[RECORDS TO PROCESS]

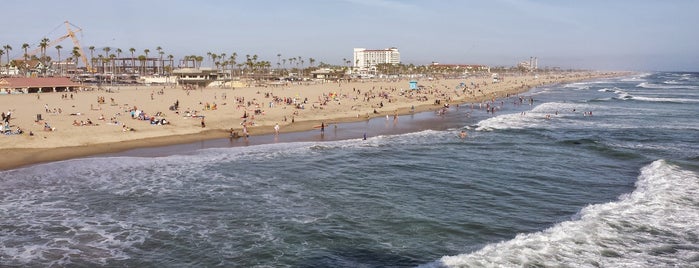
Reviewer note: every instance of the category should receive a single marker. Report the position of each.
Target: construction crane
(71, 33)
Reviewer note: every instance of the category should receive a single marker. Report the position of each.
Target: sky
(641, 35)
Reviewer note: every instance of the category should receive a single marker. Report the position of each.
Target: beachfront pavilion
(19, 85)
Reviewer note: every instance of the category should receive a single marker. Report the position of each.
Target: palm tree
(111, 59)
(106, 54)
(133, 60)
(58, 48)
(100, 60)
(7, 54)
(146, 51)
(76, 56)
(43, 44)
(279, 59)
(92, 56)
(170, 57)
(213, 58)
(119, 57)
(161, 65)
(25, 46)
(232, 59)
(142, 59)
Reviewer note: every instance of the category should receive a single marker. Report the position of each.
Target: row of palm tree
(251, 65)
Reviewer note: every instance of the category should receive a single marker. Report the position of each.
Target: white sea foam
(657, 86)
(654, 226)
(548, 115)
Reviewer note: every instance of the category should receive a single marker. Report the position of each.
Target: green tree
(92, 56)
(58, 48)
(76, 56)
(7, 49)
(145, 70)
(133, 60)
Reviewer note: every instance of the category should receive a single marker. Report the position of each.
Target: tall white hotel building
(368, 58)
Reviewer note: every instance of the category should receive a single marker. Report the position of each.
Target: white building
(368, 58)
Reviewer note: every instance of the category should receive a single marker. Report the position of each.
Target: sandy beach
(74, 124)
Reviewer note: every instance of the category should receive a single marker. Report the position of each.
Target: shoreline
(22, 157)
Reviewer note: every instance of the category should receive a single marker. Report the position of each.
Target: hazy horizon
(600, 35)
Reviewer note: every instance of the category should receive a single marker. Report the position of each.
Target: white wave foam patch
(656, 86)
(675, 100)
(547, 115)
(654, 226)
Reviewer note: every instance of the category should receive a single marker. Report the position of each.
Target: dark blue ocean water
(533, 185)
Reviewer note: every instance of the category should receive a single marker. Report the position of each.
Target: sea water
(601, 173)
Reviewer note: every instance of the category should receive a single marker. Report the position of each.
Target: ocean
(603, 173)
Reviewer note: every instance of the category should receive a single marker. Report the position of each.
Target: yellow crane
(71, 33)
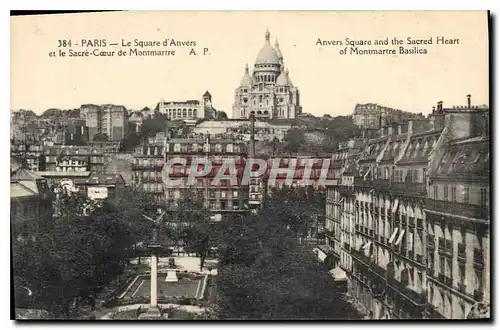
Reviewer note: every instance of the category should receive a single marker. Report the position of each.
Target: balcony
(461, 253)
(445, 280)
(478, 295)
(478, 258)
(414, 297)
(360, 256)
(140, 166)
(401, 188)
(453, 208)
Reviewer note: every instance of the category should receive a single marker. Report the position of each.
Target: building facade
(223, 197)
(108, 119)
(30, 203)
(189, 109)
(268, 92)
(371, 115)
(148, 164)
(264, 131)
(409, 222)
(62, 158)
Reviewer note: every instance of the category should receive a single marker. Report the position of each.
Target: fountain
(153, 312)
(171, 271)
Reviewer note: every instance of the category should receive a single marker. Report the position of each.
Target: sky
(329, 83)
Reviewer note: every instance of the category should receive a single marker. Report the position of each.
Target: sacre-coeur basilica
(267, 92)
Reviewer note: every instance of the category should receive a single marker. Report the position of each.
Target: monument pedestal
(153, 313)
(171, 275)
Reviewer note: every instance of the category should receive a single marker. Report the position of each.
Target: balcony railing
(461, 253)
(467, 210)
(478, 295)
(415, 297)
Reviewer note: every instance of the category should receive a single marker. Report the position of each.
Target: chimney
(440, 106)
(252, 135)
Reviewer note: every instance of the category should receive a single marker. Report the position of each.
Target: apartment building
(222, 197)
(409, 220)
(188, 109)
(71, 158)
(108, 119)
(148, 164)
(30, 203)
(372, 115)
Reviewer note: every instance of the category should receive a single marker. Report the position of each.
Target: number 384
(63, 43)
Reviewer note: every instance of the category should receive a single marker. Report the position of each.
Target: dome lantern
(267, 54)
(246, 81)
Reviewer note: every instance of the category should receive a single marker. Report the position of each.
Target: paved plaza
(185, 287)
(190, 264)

[/RECORDS TO PROCESS]

ASSIGNMENT: Return every line above exactly, omitting images.

RESULT FOR THIS TASK:
Reviewer note: every instance of the category should receive a single marker. Report the position of each.
Target: construction crane
(71, 33)
Reviewer note: every instance of the category should receive a single marker. Report the position of each.
Target: sky
(641, 35)
Reviewer note: every instance of the category should receive a single marker. Report the position of each.
Target: beachfront pavilion
(19, 85)
Reviewer note: every instance of the category should receive a single marker. Report the position of each.
Target: palm tree
(111, 59)
(106, 54)
(133, 60)
(58, 48)
(100, 60)
(7, 54)
(146, 51)
(76, 56)
(43, 44)
(279, 59)
(92, 56)
(170, 57)
(213, 58)
(119, 57)
(161, 65)
(25, 46)
(232, 59)
(142, 59)
Reviewer note: every instance of the category should receive a single marker. Report the position of each.
Target: row of palm tree
(251, 65)
Reviewer note: every instance of the category should receive a single marker. Report the position of each.
Target: white sea foam
(657, 86)
(654, 226)
(548, 115)
Reviewer note: every instance of the category should receive a single marker. Report the position of each.
Target: green tree
(92, 56)
(58, 48)
(76, 56)
(7, 49)
(145, 70)
(133, 60)
Reviewer note: every instance of the category should receive a single marker. Report the position of each.
Target: tall white hotel building
(368, 58)
Reviewer note: every instance of the category should receive a single marker. Report the position of each.
Target: white building
(368, 58)
Reviewer note: every instance of the category should receive a single marker. Report the position of each.
Target: sandy beach
(74, 124)
Reviewer note: every instance of the category should receive a single marker. Report the position of each.
Target: shoreline
(22, 157)
Reviewer note: every instance of the category should receive a single marker. Report the position of each.
Target: hazy horizon
(600, 35)
Reviewer note: every instance of the category should receive a single marker. Report the position of each.
Target: white wave foam patch
(656, 86)
(675, 100)
(547, 115)
(654, 226)
Reviewer note: every instance of the category should receive a single marker. Report the position of each.
Target: dark blue ocean water
(533, 185)
Reviewer note: every instance of the category should receive a single marker. Report the position of each.
Target: sea water
(601, 173)
Reviewer note: every instance of the category should receive a single marker. Report the position of each.
Target: ocean
(603, 173)
Reviewer note: every instance of the category should receive a single marker. Report the position of each.
Target: yellow crane
(71, 33)
Reviewer note: every instance of the category should receive a single marker. Report the position of each.
Target: balcony
(461, 253)
(445, 280)
(478, 295)
(478, 258)
(414, 297)
(360, 256)
(140, 166)
(401, 188)
(453, 208)
Reviewer note: every instance of the category should receive a single marker. Report the position of each.
Target: building facade
(223, 197)
(108, 119)
(30, 203)
(189, 109)
(268, 92)
(371, 115)
(148, 164)
(264, 131)
(409, 222)
(62, 158)
Reviewer note: every instance of the category should receive a single marker. Report the position of each.
Target: fountain
(153, 312)
(171, 271)
Reviewer note: every instance of the category should receive a single marker. Report the position of each.
Target: sky
(329, 83)
Reviewer note: every instance of the category should receive a single marker. Report the position of each.
Target: sacre-coeur basilica
(267, 92)
Reviewer note: every instance of the category should receive a single marker. Report the position of each.
Target: monument pedestal
(153, 313)
(171, 275)
Reviewer note: every instance of the category should receive a single marker. Report the position of each.
Target: balcony railing
(461, 253)
(467, 210)
(478, 295)
(415, 297)
Reviewer note: every instance of the category should receive a single marker. Report the position of each.
Target: chimney
(440, 106)
(252, 135)
Reviewer note: every instance of the category should receive a single marker. Report the position of each.
Target: apartment building
(222, 197)
(409, 220)
(188, 109)
(71, 158)
(108, 119)
(148, 164)
(30, 203)
(372, 115)
Reviewer note: every instance of the category should receive a single marker. Report the position of each.
Target: number 384
(63, 43)
Reviewer note: every instance of the category should receive a single marker. Report the position of each.
Target: dome lantern
(267, 54)
(246, 81)
Reviewer note: every instance of the category should receive a single marker. Report the position of each.
Target: paved plaza
(185, 287)
(190, 264)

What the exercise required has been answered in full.